In 1990 I was going to UK and working on a farm in Lexington. My roommate had a Commodore 64 and an old TV that we spent way too much time on. I believe he also bought a desktop computer that year. He also had a really nice turntable and used to listen to Concert: The Cure Live all the time.
In one of my more creative moments I figured out a way to hook up the old TV to the stereo and began recording the MTV show 120 Minutes onto cassette. I'd then listen to the cassette when I was working out at the farm and it was on one of these cassettes that I first heard "Where the Story Ends" and immediately went out to buy the album. Sadly the album hadn't made it to Lexington yet, but I was able to buy the single they had put out the year before "Can't Be Sure." As soon as I got the album, a few weeks later, if I recall, I immediately made a tape of it and would listen to it over and over again while working at the farm.
Now we are 32 years since the album came out and I can still listen to it from beginning to end and enjoy every minute of it. Maybe that's because Harriet Wheeler and David Gavurin found some kind of magic. I'm not sure, but when you read about the band and how they got started it seems like they stumbled onto something really special almost by accident. The band formed up in 1988 and went out and played a gig and by their next gig they had record labels wanting to sign them.

────

#### DIRECTIVE 1:
Extract the passage of the 1990 album memoir starting at "In one of my" and ending at "at the farm.".
#### DIRECTIVE 2:
Continue the 1990 album memoir from the point where it stops.

#### DATASET RECORDS:
────

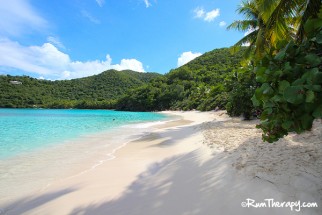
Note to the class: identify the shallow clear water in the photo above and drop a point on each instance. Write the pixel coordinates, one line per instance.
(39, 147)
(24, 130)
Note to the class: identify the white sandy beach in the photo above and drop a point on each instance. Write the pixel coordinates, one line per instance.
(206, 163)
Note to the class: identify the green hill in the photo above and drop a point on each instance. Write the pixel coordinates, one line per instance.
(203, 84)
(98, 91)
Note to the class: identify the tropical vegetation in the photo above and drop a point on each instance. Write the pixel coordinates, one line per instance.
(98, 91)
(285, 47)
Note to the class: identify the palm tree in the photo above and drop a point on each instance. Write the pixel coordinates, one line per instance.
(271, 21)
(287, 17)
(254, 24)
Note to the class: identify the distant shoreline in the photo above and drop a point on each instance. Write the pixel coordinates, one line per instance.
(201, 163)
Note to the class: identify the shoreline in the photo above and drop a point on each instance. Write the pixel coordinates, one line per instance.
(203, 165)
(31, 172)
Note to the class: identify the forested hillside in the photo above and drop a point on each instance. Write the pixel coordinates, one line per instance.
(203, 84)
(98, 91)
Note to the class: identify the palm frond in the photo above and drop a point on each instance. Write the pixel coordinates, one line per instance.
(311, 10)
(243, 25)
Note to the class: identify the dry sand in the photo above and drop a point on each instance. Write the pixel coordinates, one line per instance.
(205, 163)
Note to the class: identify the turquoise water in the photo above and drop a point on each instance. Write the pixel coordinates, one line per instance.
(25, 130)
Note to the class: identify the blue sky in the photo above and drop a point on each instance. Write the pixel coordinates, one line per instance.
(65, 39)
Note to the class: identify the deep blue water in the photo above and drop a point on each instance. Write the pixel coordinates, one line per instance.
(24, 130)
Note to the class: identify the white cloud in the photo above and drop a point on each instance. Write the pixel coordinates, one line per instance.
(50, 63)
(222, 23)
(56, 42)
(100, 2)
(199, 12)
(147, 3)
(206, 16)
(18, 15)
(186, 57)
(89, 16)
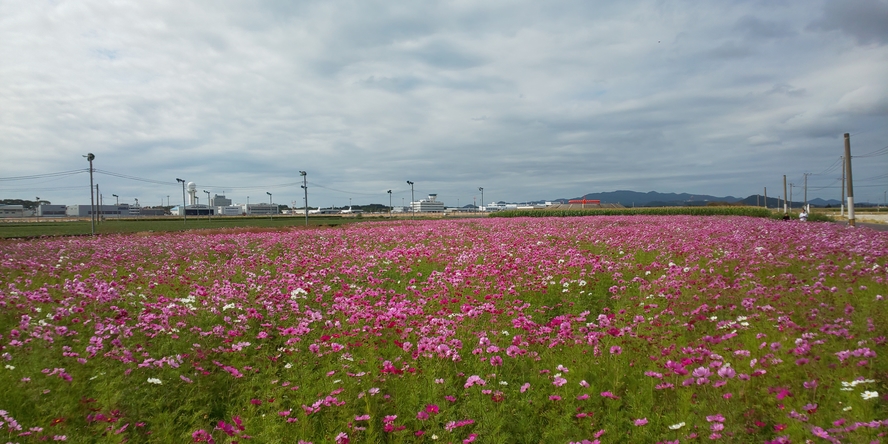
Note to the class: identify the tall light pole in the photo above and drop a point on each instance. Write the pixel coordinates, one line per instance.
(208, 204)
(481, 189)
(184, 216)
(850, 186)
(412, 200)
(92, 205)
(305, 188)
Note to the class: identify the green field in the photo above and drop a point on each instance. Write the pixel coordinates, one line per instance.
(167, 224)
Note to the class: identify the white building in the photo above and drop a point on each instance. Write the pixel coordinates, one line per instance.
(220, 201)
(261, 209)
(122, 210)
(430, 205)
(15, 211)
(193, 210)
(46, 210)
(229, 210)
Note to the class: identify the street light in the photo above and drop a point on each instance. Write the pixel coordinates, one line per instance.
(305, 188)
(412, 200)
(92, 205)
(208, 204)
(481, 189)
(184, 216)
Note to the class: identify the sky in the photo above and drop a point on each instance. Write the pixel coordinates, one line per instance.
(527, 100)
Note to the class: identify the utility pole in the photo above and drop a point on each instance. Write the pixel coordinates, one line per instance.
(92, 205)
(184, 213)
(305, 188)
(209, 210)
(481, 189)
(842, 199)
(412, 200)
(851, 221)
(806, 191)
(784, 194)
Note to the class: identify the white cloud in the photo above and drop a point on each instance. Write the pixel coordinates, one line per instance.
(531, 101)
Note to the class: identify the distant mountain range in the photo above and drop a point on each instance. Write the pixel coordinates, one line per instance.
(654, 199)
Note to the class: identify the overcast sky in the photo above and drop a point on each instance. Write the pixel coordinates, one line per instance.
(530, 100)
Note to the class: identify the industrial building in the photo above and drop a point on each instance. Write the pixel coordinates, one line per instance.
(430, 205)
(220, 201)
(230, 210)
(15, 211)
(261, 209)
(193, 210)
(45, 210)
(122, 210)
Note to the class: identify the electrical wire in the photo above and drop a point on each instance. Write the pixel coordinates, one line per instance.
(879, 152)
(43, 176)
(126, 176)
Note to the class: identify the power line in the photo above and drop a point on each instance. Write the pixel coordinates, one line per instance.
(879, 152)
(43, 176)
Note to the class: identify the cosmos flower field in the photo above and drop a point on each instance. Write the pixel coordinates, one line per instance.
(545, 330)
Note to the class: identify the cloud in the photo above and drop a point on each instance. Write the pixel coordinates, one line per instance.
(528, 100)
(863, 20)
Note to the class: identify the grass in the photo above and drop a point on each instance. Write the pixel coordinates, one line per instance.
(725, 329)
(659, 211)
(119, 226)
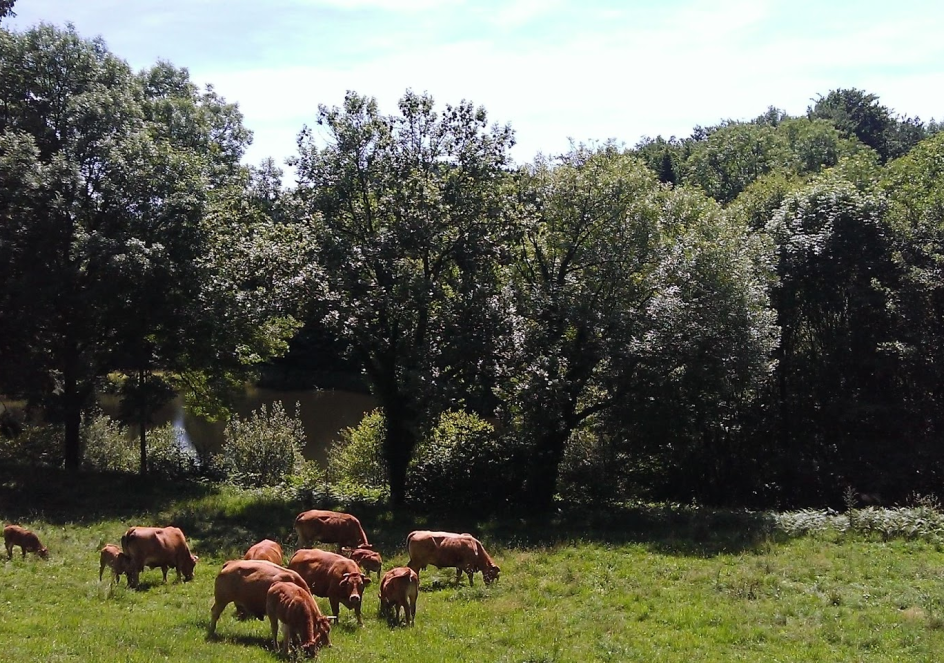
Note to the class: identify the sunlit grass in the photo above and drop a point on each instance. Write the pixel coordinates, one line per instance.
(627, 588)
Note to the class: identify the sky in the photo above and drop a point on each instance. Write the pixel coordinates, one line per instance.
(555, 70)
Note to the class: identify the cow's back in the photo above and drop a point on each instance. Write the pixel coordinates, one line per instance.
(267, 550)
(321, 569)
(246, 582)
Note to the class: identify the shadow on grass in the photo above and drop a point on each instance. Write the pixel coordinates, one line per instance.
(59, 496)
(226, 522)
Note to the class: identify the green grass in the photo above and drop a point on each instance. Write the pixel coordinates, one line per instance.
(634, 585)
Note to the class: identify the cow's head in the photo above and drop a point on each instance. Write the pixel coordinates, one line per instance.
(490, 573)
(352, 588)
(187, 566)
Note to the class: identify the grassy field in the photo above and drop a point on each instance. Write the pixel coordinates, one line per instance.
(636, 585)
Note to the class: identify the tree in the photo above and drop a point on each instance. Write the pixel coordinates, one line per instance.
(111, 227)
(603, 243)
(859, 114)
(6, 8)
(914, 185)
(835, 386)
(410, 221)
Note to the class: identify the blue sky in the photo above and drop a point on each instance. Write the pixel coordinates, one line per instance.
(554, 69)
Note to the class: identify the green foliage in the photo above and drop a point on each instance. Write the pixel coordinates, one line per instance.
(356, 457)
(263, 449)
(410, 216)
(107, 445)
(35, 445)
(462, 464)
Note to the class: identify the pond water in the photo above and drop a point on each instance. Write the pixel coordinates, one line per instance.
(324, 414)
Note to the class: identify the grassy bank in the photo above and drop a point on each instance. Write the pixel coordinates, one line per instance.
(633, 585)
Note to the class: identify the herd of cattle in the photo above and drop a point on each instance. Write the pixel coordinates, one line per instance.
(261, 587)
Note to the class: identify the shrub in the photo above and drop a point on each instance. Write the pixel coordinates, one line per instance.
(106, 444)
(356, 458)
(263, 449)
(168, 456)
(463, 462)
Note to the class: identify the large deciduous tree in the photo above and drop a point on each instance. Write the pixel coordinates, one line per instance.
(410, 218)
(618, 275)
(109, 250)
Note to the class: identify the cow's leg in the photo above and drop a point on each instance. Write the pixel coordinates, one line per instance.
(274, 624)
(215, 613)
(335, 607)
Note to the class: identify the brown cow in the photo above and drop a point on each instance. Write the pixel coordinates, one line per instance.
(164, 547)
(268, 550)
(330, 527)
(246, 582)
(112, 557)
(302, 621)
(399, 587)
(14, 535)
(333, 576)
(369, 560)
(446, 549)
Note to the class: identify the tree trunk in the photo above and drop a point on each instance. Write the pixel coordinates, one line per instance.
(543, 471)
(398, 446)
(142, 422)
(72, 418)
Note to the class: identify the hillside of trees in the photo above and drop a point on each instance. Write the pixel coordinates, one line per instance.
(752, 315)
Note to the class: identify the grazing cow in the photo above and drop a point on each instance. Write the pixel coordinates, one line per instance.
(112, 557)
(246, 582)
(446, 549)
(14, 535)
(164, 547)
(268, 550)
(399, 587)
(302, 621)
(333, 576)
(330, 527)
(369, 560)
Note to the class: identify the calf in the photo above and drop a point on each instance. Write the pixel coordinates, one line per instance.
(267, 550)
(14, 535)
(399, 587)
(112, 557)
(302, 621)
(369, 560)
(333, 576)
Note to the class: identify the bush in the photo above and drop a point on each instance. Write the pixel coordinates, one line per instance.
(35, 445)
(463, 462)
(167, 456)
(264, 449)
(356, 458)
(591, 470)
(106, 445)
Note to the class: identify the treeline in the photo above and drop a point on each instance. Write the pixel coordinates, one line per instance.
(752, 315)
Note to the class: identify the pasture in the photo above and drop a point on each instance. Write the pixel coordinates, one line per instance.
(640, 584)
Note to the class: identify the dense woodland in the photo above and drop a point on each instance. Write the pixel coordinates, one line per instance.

────

#### ANSWER 1:
In one of my more creative moments I figured out a way to hook up the old TV to the stereo and began recording the MTV show 120 Minutes onto cassette. I'd then listen to the cassette when I was working out at the farm and it was on one of these cassettes that I first heard "Where the Story Ends" and immediately went out to buy the album. Sadly the album hadn't made it to Lexington yet, but I was able to buy the single they had put out the year before "Can't Be Sure." As soon as I got the album, a few weeks later, if I recall, I immediately made a tape of it and would listen to it over and over again while working at the farm.

#### ANSWER 2:
I don't want to seem insensitive to the other band members, Patrick Hannan and Paul Brindley, but Wheeler and Gavurin were the heart of the band. They co-wrote all the music and are a couple. They met in college at Bristol and put together a band after moving to London. Then they fell into success almost immediately.
Both Gavurin and Wheeler were 27 when Reading, Writing & Arithmetic came out and that is older by first record standards, but it feels so incredibly youthful. Not only the music but the lyrics. Gavurin has talked about the fact that he and Wheeler wrote the songs, literally by going back and forth with lyrics. He'd write a line, then she'd write a line. At times the songs do feel very free form, but then at times the lyrics work well. The key of course is the music he put around the songs and Wheeler's vocals.
Wheeler is an exceptional vocalist and this is at the heart of this album being so good. Gavurin, musically isn't creating anything groundbreaking. He was taking heavy influences from people like The Smiths and the Cocteau Twins and others at the time and creating this sound around Wheeler, but she is the heart. To me the best example would be 10,000 Maniacs where you have Robert Buck creating the sound that wraps around all the work Natalie Merchant is doing both lyrically and vocally.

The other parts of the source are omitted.